Task directions:
Count the lines in the rows below that contain the string "entry", treating uppercase and lowercase as different, and reply with the number alone.
>> START
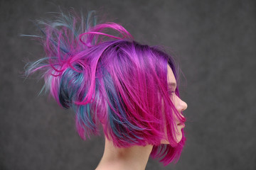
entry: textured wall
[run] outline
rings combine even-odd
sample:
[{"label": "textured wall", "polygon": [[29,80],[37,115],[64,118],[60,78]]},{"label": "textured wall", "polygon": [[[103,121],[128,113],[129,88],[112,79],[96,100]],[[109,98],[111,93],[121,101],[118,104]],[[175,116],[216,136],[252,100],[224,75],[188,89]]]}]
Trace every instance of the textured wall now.
[{"label": "textured wall", "polygon": [[146,169],[255,169],[255,1],[4,1],[0,2],[0,169],[93,169],[103,139],[82,141],[70,110],[38,96],[21,76],[41,56],[30,20],[68,8],[100,10],[142,42],[171,47],[186,76],[187,144],[175,166]]}]

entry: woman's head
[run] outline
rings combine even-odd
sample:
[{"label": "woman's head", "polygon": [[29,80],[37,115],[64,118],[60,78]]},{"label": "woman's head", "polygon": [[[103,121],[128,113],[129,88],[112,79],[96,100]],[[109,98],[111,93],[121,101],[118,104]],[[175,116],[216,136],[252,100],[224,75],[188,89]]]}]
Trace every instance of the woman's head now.
[{"label": "woman's head", "polygon": [[178,159],[186,104],[178,97],[171,56],[134,41],[119,24],[92,26],[87,18],[83,26],[78,18],[67,18],[43,23],[47,56],[28,74],[43,70],[46,89],[60,106],[74,109],[83,139],[99,134],[102,126],[117,147],[152,144],[151,156],[164,164]]}]

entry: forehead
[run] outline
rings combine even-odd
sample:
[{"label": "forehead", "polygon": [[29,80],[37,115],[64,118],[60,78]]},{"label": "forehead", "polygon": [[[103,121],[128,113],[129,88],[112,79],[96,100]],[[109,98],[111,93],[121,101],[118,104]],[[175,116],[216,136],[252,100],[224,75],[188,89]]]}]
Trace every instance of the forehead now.
[{"label": "forehead", "polygon": [[174,72],[169,64],[167,64],[167,82],[176,83]]}]

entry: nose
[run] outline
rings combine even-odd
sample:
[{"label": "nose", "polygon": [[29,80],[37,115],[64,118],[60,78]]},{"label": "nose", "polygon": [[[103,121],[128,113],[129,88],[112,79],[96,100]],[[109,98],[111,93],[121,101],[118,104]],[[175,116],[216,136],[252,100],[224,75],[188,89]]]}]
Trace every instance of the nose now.
[{"label": "nose", "polygon": [[178,99],[179,100],[178,100],[178,110],[180,110],[181,112],[181,111],[185,110],[188,108],[188,105],[185,101],[182,101],[181,98],[178,98]]}]

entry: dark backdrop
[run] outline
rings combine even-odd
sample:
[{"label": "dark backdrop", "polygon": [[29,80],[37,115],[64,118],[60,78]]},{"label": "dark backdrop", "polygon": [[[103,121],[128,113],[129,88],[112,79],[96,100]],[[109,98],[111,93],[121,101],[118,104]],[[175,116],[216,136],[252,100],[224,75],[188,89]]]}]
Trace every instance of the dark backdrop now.
[{"label": "dark backdrop", "polygon": [[[146,169],[255,169],[255,1],[1,1],[0,169],[94,169],[104,140],[82,141],[72,111],[38,96],[26,62],[42,56],[30,20],[73,7],[97,10],[135,40],[170,47],[183,73],[187,144],[175,166]],[[186,79],[186,81],[185,81]]]}]

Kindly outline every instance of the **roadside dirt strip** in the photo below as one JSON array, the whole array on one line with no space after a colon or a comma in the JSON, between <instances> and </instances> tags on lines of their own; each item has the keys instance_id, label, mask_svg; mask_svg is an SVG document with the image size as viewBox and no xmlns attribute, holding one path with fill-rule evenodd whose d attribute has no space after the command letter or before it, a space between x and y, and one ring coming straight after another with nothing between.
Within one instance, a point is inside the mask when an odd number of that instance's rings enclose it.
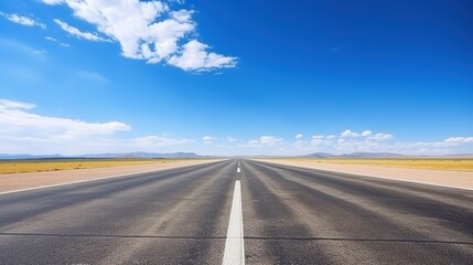
<instances>
[{"instance_id":1,"label":"roadside dirt strip","mask_svg":"<svg viewBox=\"0 0 473 265\"><path fill-rule=\"evenodd\" d=\"M103 178L116 178L132 173L160 171L185 166L194 166L219 161L219 159L183 160L172 163L155 163L142 166L126 166L94 169L74 169L46 172L0 174L0 193L40 187L58 186L73 182L89 181Z\"/></svg>"},{"instance_id":2,"label":"roadside dirt strip","mask_svg":"<svg viewBox=\"0 0 473 265\"><path fill-rule=\"evenodd\" d=\"M294 161L290 159L254 159L261 162L272 162L286 166L319 169L333 172L361 174L374 178L401 180L424 184L434 184L459 189L473 190L473 172L431 170L413 168L393 168L365 165L337 165Z\"/></svg>"}]
</instances>

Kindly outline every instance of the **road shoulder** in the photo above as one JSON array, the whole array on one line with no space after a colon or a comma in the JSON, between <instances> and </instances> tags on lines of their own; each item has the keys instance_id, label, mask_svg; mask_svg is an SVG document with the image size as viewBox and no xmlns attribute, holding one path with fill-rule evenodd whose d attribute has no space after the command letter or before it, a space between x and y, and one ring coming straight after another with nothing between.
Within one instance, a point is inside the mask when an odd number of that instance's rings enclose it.
<instances>
[{"instance_id":1,"label":"road shoulder","mask_svg":"<svg viewBox=\"0 0 473 265\"><path fill-rule=\"evenodd\" d=\"M104 178L116 178L133 173L152 172L219 161L218 159L189 160L173 163L155 163L141 166L74 169L47 172L0 174L0 194L20 190L39 189L43 187L61 186Z\"/></svg>"}]
</instances>

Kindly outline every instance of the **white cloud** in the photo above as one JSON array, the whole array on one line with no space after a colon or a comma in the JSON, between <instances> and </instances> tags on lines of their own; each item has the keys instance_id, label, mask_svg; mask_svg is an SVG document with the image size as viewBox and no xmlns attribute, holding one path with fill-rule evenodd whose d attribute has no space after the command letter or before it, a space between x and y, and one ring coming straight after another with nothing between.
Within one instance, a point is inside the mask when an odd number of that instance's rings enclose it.
<instances>
[{"instance_id":1,"label":"white cloud","mask_svg":"<svg viewBox=\"0 0 473 265\"><path fill-rule=\"evenodd\" d=\"M69 33L73 36L76 36L78 39L88 40L88 41L95 41L95 42L104 42L107 41L106 39L98 36L90 32L82 32L77 28L74 28L72 25L68 25L66 22L61 21L58 19L55 19L54 22L61 26L65 32Z\"/></svg>"},{"instance_id":2,"label":"white cloud","mask_svg":"<svg viewBox=\"0 0 473 265\"><path fill-rule=\"evenodd\" d=\"M312 136L312 140L311 140L311 145L315 146L315 147L320 147L320 146L333 146L333 139L335 138L335 136L331 135L331 136L323 136L323 135L314 135Z\"/></svg>"},{"instance_id":3,"label":"white cloud","mask_svg":"<svg viewBox=\"0 0 473 265\"><path fill-rule=\"evenodd\" d=\"M362 132L362 136L370 136L373 132L370 130L365 130Z\"/></svg>"},{"instance_id":4,"label":"white cloud","mask_svg":"<svg viewBox=\"0 0 473 265\"><path fill-rule=\"evenodd\" d=\"M36 25L36 26L46 29L45 24L40 23L40 22L35 21L34 19L28 18L24 15L19 15L17 13L8 14L8 13L3 13L3 12L0 12L0 15L4 17L6 19L8 19L11 22L17 23L17 24L22 24L22 25L28 25L28 26L35 26Z\"/></svg>"},{"instance_id":5,"label":"white cloud","mask_svg":"<svg viewBox=\"0 0 473 265\"><path fill-rule=\"evenodd\" d=\"M370 132L370 131L369 131ZM389 134L376 134L367 137L368 140L389 140L393 139L393 135Z\"/></svg>"},{"instance_id":6,"label":"white cloud","mask_svg":"<svg viewBox=\"0 0 473 265\"><path fill-rule=\"evenodd\" d=\"M120 121L88 123L32 113L35 105L0 99L0 147L9 153L62 153L162 151L164 147L193 142L168 136L117 138L131 127Z\"/></svg>"},{"instance_id":7,"label":"white cloud","mask_svg":"<svg viewBox=\"0 0 473 265\"><path fill-rule=\"evenodd\" d=\"M202 137L202 140L204 141L205 145L211 145L214 141L214 137L212 136L204 136Z\"/></svg>"},{"instance_id":8,"label":"white cloud","mask_svg":"<svg viewBox=\"0 0 473 265\"><path fill-rule=\"evenodd\" d=\"M473 142L473 137L450 137L447 138L444 141L451 144L466 144Z\"/></svg>"},{"instance_id":9,"label":"white cloud","mask_svg":"<svg viewBox=\"0 0 473 265\"><path fill-rule=\"evenodd\" d=\"M67 4L79 18L97 31L120 43L125 57L146 60L148 63L168 62L185 71L208 71L234 67L236 57L207 52L208 45L193 40L196 23L192 10L171 10L164 1L140 0L43 0L47 4ZM76 36L97 40L96 34ZM189 41L189 39L192 39ZM185 43L186 42L186 43ZM180 46L180 43L185 43Z\"/></svg>"},{"instance_id":10,"label":"white cloud","mask_svg":"<svg viewBox=\"0 0 473 265\"><path fill-rule=\"evenodd\" d=\"M0 99L0 110L4 109L32 109L36 106L31 103L13 102L8 99Z\"/></svg>"},{"instance_id":11,"label":"white cloud","mask_svg":"<svg viewBox=\"0 0 473 265\"><path fill-rule=\"evenodd\" d=\"M51 42L56 42L56 43L58 43L61 46L65 46L65 47L69 47L69 46L71 46L69 44L67 44L67 43L62 43L62 42L57 41L57 39L52 38L52 36L45 36L44 39L46 39L47 41L51 41Z\"/></svg>"},{"instance_id":12,"label":"white cloud","mask_svg":"<svg viewBox=\"0 0 473 265\"><path fill-rule=\"evenodd\" d=\"M67 140L77 137L110 135L117 131L130 130L130 126L119 123L86 123L67 118L40 116L28 110L34 105L21 102L0 99L0 135L15 137L30 135L44 139Z\"/></svg>"},{"instance_id":13,"label":"white cloud","mask_svg":"<svg viewBox=\"0 0 473 265\"><path fill-rule=\"evenodd\" d=\"M258 147L261 147L261 146L269 146L269 147L271 147L271 146L276 146L276 145L278 145L280 142L282 142L282 138L278 138L278 137L275 137L275 136L261 136L257 140L250 140L250 141L248 141L249 145L251 145L251 146L258 146Z\"/></svg>"},{"instance_id":14,"label":"white cloud","mask_svg":"<svg viewBox=\"0 0 473 265\"><path fill-rule=\"evenodd\" d=\"M63 3L63 2L64 2L64 0L43 0L43 2L44 2L45 4L54 6L54 4Z\"/></svg>"},{"instance_id":15,"label":"white cloud","mask_svg":"<svg viewBox=\"0 0 473 265\"><path fill-rule=\"evenodd\" d=\"M350 129L343 131L340 137L346 138L346 137L358 137L361 136L358 132L352 131Z\"/></svg>"},{"instance_id":16,"label":"white cloud","mask_svg":"<svg viewBox=\"0 0 473 265\"><path fill-rule=\"evenodd\" d=\"M168 147L175 145L183 145L187 142L193 142L192 139L175 139L171 137L163 136L146 136L139 138L132 138L127 141L129 147L135 148L136 150L157 150L157 147Z\"/></svg>"},{"instance_id":17,"label":"white cloud","mask_svg":"<svg viewBox=\"0 0 473 265\"><path fill-rule=\"evenodd\" d=\"M184 44L180 55L172 55L169 64L181 67L185 71L207 71L213 68L235 67L236 57L223 56L216 53L208 53L208 45L196 40Z\"/></svg>"}]
</instances>

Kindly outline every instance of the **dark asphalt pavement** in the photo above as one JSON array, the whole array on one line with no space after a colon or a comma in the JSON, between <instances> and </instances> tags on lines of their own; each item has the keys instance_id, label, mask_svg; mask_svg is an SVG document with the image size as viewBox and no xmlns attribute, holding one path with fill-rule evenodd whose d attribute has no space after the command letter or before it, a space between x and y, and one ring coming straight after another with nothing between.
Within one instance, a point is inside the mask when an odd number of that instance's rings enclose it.
<instances>
[{"instance_id":1,"label":"dark asphalt pavement","mask_svg":"<svg viewBox=\"0 0 473 265\"><path fill-rule=\"evenodd\" d=\"M0 194L0 264L473 264L473 191L251 160Z\"/></svg>"}]
</instances>

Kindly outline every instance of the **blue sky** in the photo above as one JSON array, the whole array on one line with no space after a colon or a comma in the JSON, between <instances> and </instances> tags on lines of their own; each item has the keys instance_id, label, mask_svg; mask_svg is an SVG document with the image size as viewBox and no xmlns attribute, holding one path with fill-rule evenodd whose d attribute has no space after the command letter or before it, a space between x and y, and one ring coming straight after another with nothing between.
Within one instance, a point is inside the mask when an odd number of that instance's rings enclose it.
<instances>
[{"instance_id":1,"label":"blue sky","mask_svg":"<svg viewBox=\"0 0 473 265\"><path fill-rule=\"evenodd\" d=\"M473 152L473 3L10 0L0 153Z\"/></svg>"}]
</instances>

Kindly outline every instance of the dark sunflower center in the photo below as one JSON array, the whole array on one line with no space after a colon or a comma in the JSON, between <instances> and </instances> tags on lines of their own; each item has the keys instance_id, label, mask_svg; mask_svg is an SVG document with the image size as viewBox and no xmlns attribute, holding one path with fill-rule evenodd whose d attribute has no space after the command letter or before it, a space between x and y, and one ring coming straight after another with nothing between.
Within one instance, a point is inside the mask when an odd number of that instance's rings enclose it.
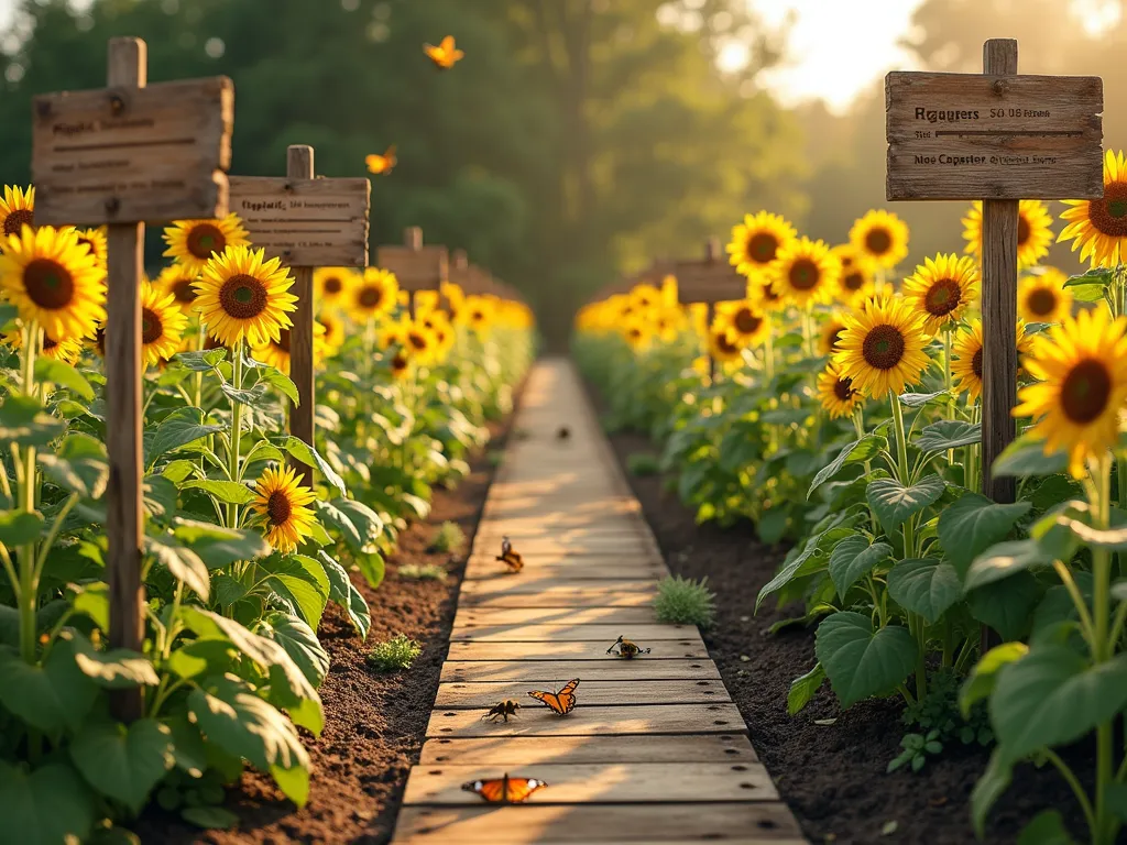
>> END
Reply to the exercise:
5